**The problem:**
What follows is a listing; restate every line of it word for word.

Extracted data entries
▶
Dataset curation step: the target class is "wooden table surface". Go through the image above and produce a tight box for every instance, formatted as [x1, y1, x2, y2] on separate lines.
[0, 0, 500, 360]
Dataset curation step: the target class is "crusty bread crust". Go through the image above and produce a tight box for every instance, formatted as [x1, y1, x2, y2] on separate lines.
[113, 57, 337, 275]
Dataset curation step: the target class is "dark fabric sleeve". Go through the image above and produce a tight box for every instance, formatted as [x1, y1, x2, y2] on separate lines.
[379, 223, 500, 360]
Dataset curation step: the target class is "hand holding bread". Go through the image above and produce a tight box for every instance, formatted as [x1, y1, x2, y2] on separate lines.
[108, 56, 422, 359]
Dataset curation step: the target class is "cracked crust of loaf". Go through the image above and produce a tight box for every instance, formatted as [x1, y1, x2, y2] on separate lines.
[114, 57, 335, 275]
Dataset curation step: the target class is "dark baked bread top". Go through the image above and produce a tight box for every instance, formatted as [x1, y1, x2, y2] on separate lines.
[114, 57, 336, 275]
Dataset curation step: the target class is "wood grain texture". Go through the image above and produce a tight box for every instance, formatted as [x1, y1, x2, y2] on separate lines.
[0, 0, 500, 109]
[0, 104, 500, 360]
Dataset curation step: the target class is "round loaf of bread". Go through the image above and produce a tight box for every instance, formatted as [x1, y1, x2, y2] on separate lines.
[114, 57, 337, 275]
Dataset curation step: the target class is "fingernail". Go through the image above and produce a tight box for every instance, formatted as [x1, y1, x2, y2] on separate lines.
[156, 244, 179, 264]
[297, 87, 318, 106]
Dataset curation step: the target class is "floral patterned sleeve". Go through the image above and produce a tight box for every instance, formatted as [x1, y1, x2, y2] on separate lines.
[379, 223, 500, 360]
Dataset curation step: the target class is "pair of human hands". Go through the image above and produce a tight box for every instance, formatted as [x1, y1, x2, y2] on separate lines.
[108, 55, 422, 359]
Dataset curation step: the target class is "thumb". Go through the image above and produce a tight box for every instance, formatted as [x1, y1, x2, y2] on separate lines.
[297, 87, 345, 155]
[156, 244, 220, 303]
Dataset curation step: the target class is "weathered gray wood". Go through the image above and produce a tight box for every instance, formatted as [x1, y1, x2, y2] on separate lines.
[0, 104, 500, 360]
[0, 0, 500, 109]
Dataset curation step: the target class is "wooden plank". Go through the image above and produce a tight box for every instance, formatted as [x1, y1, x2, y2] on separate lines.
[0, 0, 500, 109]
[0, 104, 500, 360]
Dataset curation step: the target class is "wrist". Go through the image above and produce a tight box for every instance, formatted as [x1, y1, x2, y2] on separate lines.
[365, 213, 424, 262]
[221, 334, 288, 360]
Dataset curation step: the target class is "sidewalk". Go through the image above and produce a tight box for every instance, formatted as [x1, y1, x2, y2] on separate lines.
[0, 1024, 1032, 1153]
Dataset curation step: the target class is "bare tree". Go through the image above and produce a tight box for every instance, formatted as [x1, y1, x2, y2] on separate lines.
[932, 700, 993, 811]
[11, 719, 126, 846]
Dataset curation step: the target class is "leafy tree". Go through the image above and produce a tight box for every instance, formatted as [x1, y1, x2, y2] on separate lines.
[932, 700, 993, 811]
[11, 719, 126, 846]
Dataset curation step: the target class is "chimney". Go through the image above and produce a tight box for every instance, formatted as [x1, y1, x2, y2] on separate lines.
◀
**Exercise output:**
Dataset curation step: the target class is "wooden table surface". Go through the image above and produce a tight box for every instance, formatted as [x1, y1, x2, y2] on separate lines.
[0, 0, 500, 360]
Dataset curation step: the target class is "crusty bread crust". Go through the image above and produce a tight box for every instance, formatted as [x1, y1, x2, y2] on separate lines.
[113, 57, 337, 275]
Dataset curation step: the target class is "dark fabric sleeve". Go through the image above and produce a tight box for every instance, formatted as [x1, y1, x2, y2] on separate lines.
[379, 223, 500, 360]
Dataset curation step: the target class is "hand holding bread". Go through the image above and produce a tight box for every instance, formatted as [x1, y1, x2, y2] on separate lines.
[108, 56, 422, 359]
Dataset curation step: the target class is "cracked crust of loaf". Go through the image above and produce a tight box for every instance, formatted as [x1, y1, x2, y2] on separate lines.
[114, 57, 335, 275]
Dataset curation step: the target class is "dark baked bread top". Go through the image above and produce a tight box for every instance, formatted as [x1, y1, x2, y2] on separate lines.
[114, 57, 336, 275]
Dataset curation step: the target class is "wood grain texture". Go through the image above and produce a tight box for every instance, formatted as [x1, y1, x2, y2] on separate lines.
[0, 0, 500, 109]
[0, 104, 500, 360]
Dataset curation step: the target class is "round loaf of bread". Go through the image above and produce a tight box for every instance, formatted as [x1, y1, x2, y2] on separate lines.
[114, 57, 337, 275]
Dataset curation step: the target class is "fingernail". Go through the image above and produce a tight box for every instance, formatted as [x1, y1, x2, y2] on separate lines.
[156, 244, 179, 264]
[297, 87, 318, 106]
Dataset curation step: the target class is "floral patterned sleeve". Go through the image above and produce a tight box for every instance, formatted as [x1, y1, x2, y2] on separate lines.
[379, 223, 500, 360]
Dataset curation step: the target class is "pair of human hands". Go through the image above and produce a tight box for every instance, formatted as [x1, y1, x2, y2] on separate lines.
[108, 55, 422, 359]
Dataset curation step: the target class is "thumb". Go through the image above and produce a tight box for every instance, formatted as [x1, y1, x2, y2] on separate lines.
[297, 87, 345, 155]
[156, 244, 220, 303]
Dataset curation step: the target class is "weathered gray wood". Go through the image above and produce a tight box for every instance, formatted as [x1, y1, x2, y2] on separate lines.
[0, 104, 500, 360]
[0, 0, 500, 109]
Dataset curation step: the target class is "wooden plank". Go through the image above and produce a tight box for every instance, formatted as [x1, y1, x2, y2] on separate lines.
[0, 0, 500, 109]
[0, 104, 500, 360]
Dataset curation step: the target class is "wrist". Go through the image above and produce a tight box for every instance, formatted as [x1, y1, x2, y2] on separate lines.
[365, 213, 424, 262]
[221, 334, 288, 360]
Dataset curation step: the target class is "sidewalk". Go through the image above and produce a tight box for every instance, formatted as [x1, y1, x2, y2] on separate lines.
[0, 1024, 1032, 1153]
Dataset curation step: the target class is "bare tree". Go through the image above and produce a tight box for every instance, formatted as [x1, y1, x2, y2] on separate lines.
[932, 700, 993, 811]
[11, 719, 126, 846]
Dataset curation step: the target class is "leafy tree". Go through the image above and produce a tight box for every instance, formatted as [x1, y1, x2, y2] on separate lines.
[932, 700, 993, 811]
[11, 719, 126, 846]
Dataset curation step: the target class is "chimney". Go through the image above and produce a tight box for every instance, formatted as [x1, y1, x2, y2] on separate lines.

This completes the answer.